> [Stated goal]: Can you give all the records again without altering a single character?
::: Data for the task
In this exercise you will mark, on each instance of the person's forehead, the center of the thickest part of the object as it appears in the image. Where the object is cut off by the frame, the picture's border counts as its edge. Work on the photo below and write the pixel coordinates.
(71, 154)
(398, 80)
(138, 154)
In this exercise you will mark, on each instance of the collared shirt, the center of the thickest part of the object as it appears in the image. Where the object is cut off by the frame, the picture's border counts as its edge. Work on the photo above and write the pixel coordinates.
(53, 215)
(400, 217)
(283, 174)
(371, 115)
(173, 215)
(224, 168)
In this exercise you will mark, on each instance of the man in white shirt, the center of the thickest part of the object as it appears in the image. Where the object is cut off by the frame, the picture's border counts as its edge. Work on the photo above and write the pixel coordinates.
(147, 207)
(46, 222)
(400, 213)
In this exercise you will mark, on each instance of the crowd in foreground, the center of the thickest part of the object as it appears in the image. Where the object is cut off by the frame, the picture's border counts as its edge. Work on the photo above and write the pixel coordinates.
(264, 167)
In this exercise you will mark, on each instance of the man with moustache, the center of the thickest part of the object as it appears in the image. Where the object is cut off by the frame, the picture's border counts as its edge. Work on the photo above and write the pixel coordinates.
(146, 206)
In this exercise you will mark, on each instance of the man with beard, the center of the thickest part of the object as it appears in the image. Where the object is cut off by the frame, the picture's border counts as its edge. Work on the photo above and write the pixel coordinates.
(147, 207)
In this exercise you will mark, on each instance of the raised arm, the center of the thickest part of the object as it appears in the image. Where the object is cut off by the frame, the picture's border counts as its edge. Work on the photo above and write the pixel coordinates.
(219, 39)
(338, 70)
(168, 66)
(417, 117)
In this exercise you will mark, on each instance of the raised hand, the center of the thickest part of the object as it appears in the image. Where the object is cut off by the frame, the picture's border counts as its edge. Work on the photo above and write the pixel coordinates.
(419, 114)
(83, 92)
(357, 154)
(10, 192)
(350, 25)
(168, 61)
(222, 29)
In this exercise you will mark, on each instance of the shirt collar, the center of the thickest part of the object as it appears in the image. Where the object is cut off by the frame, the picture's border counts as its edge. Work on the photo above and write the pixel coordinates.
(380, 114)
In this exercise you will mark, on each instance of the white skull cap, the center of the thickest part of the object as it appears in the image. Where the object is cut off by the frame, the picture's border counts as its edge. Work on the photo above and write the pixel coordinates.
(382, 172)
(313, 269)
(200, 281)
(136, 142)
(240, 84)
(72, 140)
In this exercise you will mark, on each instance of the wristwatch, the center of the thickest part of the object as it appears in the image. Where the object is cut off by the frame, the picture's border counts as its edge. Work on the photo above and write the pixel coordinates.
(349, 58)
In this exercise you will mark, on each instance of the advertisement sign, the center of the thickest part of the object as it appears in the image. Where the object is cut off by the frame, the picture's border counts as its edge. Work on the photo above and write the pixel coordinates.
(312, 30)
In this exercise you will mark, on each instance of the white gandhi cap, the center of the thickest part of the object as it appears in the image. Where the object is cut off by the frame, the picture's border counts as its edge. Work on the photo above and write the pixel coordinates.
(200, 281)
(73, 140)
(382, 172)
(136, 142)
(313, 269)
::::::
> [Answer to the problem]:
In this exercise you will mark, on each instance of the person's forehead, the center of the thickest part of the object as it appears in the image. Where the object is cut off by the frame, the picture's border counts as its edge. Work on the photo below and write the pixel coordinates.
(71, 154)
(398, 80)
(138, 154)
In this exercise you will mark, on each instance of the collared shirt, the center of the thickest part of the object as it appears in the image. Where the object is cut off by the frame, the picture's border counts as its edge. Work on the photo above and write the pixel coordinates.
(53, 215)
(400, 217)
(283, 174)
(371, 115)
(173, 215)
(224, 168)
In this exercise you will mark, on each instance of the man in white shirt, the center of the thickest part of the object as it appears in the image. Where the object is cut off by the frame, the picture's border counts as its edge. Work on the photo above and write the pixel coordinates.
(147, 207)
(46, 222)
(400, 213)
In this exercise you will mark, on each instance of the crowd in foreground, the center of the thickest part of the object as it appears in the image. Where the object is cut off by the frame, the picture's border counts as its edge. Work on the photo above and write the pixel coordinates.
(264, 167)
In this exercise you will mark, on each instance of the man with moustache, the center of the thickest part of the object as it appears in the image. Where the object is cut off by the frame, the picture's border counts as its edge. Work on the photo above and write the pixel coordinates.
(146, 206)
In this exercise you will mark, on each instance of the man with beard, the center of the thickest part of the object as it appears in the image. Where the object is cut off by the frame, the picture's border counts as its edge. Work on the photo above and write the pixel coordinates.
(147, 207)
In this exercise you will mark, on each instance of the raised arm, the center of the thickest part of the object as it appears in the image. Where the object is cut off by the frame, the picture's border counts as its edge. Work on the photo above and write the pixel coordinates.
(219, 39)
(338, 70)
(168, 66)
(417, 117)
In this exercise you will mark, on each instance of the raised hand, the center of the thickest part of the object as it appears in the image. Where the object is cut off by the frame, the picture's border counts as its edge. Work on the photo above and write the pixel coordinates.
(419, 114)
(83, 92)
(357, 154)
(10, 192)
(350, 25)
(168, 61)
(222, 29)
In this exercise you will mark, on each instance of the shirt collar, the center of the thickest part of the object as it appears in the image. Where the object is cut off by the frame, the picture's border counts as its edge. Work on the photo above and write the pixel coordinates.
(380, 114)
In this exercise you will mark, on each instance of the white skull cap, the center of the thickest part of the object as it appears in the image. Where the object is cut off by the frame, the picture's border counts as its edge. Work on the photo above and write the pixel coordinates.
(382, 172)
(313, 269)
(200, 281)
(136, 142)
(240, 84)
(72, 140)
In this exercise you will mark, on each instance of the wristwatch, the center of the thickest part of the object as it appears in the image. Where the object is cut off by the frame, the picture's border counts as its edge. Work on the photo above and write the pixel coordinates.
(349, 58)
In this exercise you will mark, on each instance of the advertisement sign, the center of the thickest part of the object as it appears in the image. Where the object is cut off by the frame, the picture's border counts as its edge. Work on the photo above and write the pixel coordinates.
(312, 30)
In this exercise you will mark, on each instance of the white gandhi cap, the center of the thickest part of the object as it appears in the image. Where the object is cut off by the frame, the picture's border counts as its edge. Work on the photo above and write the pixel coordinates.
(200, 281)
(73, 140)
(382, 172)
(136, 142)
(313, 269)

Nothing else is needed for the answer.